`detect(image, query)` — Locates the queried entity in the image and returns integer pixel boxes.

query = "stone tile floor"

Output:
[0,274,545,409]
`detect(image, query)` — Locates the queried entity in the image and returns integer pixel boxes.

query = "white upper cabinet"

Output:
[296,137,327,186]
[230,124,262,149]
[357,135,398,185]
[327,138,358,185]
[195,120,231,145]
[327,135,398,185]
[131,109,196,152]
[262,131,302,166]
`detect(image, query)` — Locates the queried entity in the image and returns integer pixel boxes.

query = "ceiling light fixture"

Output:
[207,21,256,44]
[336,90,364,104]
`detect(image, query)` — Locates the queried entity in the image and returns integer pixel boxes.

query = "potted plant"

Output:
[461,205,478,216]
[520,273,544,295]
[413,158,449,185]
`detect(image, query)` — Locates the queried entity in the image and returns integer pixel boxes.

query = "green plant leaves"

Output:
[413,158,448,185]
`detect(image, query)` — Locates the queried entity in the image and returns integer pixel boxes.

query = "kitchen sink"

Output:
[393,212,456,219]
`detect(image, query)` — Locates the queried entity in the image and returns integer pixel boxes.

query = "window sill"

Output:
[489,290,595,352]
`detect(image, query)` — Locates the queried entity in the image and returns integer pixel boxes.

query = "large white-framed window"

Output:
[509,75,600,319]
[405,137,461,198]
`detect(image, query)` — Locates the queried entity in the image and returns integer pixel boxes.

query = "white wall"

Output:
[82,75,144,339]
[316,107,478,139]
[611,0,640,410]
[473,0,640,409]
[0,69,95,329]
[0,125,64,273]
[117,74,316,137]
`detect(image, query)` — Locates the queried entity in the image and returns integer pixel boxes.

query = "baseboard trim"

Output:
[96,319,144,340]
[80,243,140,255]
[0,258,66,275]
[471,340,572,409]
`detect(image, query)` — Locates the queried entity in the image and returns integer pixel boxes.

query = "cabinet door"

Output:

● ● ● ● ● ● ●

◆ **What is asked**
Reproduce every one of the records above verbatim, without any alteration.

◆ **Solution**
`detect(image, query)` — Locates the queried entity in the image and returns integer pixel boxes.

query = "stone tile floor"

Output:
[0,274,545,409]
`detect(image, query)` — Locates the queried entity in the image and returns integer pixel boxes.

query = "white upper cabinet"

Output:
[296,137,327,186]
[230,124,262,149]
[357,135,398,185]
[327,138,358,185]
[195,120,231,145]
[327,135,398,185]
[131,109,196,152]
[262,131,302,166]
`detect(image, query)` — Locates the queried entity in the image and returns integer pixel boxes.

query = "ceiling light fixture"

Output:
[207,21,256,44]
[336,90,364,104]
`detect(image, query)` — Locates the queried entity in the image and returns integer pixel boxes.

query = "potted plant"

Output:
[461,205,478,216]
[520,273,544,295]
[413,158,449,185]
`detect(image, query)` — Locates the queried entity in the image and returns integer pixel boxes.

query = "green plant leaves"

Output:
[413,158,448,185]
`detect(image, query)` — Locates the queried entity in the image and returns integer pixel boxes.

query = "kitchen sink"

Output:
[393,212,456,219]
`detect(image, query)` — Locates the queried entity in the image and returns integer pixel boxes.

query = "window sill"

Output:
[489,290,595,352]
`detect(image, query)` — Locates the queried entity in the image and returns integer pixel boxes.

query = "large white-framed window"

Output:
[509,75,600,319]
[405,137,461,198]
`detect(image, query)` — Locates the queried entity in the image and returns integer pixel boxes.

query = "white wall"

Output:
[82,75,144,339]
[316,107,478,139]
[611,0,640,410]
[473,0,640,409]
[0,69,95,329]
[0,125,64,273]
[117,74,316,137]
`detect(image, query)` — Locates the queried entity in the image and returns integer pixel boxes.

query = "baseboard trim"

Output:
[96,319,144,340]
[80,243,140,255]
[0,258,66,275]
[471,340,572,409]
`detect(image, query)` — Locates the queried entity in the image and returns integer pixel boxes.

query = "cabinet door"

Output:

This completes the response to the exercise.